Eso sí, que la savia esté limpia de odios. Montescos y Capuletos deben coexistir en paz y armonía. 


sábado, 4 de febrero de 2017

A John Wayne


Ni buenos ni malos 


Querido y admirado John Wayne, o sea, Yonbaine, que es como te llamé toda la vida; ¡cuánto echo de menos tu mirada franca y honrada, tu inconfundible modo de caminar, tu sonrisa irónica y tu colt 45!
No todas tus pelis fueron Westerns, pero en el Oeste es donde te encontrabas más a gusto porque no necesitabas cambiar de personalidad; allí te interpretabas a ti mismo. Eras tan John Wayne en la vida real como en la pantalla. Me apuesto un dólar a que, terminado el rodaje, volvías a casa, amarrabas el caballo en el parquin, y, sin quitarte el sombrero de la cabeza ni el pañuelo del cuello, dabas cuenta del último güisqui, con las botas sobre la mesa y el revólver a tu diestra.

• DATOS DISPONIBLES
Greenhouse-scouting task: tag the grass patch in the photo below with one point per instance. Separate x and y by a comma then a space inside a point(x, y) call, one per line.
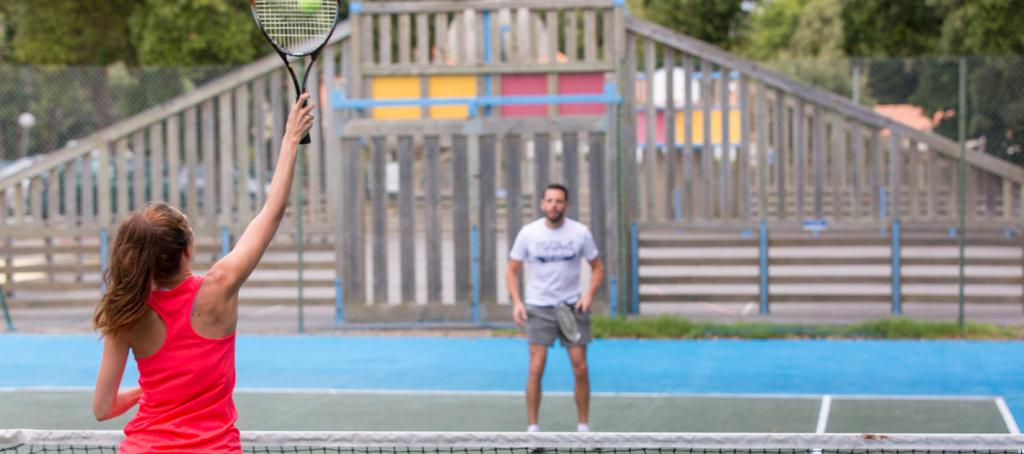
point(669, 327)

• EL EJERCICIO
Reproduce sin cambios el pasaje de la carta a John Wayne que empieza en "A John Wayne" y acaba en "a tu diestra.".

• EN RESPUESTA
A John Wayne


Ni buenos ni malos 


Querido y admirado John Wayne, o sea, Yonbaine, que es como te llamé toda la vida; ¡cuánto echo de menos tu mirada franca y honrada, tu inconfundible modo de caminar, tu sonrisa irónica y tu colt 45!
No todas tus pelis fueron Westerns, pero en el Oeste es donde te encontrabas más a gusto porque no necesitabas cambiar de personalidad; allí te interpretabas a ti mismo. Eras tan John Wayne en la vida real como en la pantalla. Me apuesto un dólar a que, terminado el rodaje, volvías a casa, amarrabas el caballo en el parquin, y, sin quitarte el sombrero de la cabeza ni el pañuelo del cuello, dabas cuenta del último güisqui, con las botas sobre la mesa y el revólver a tu diestra.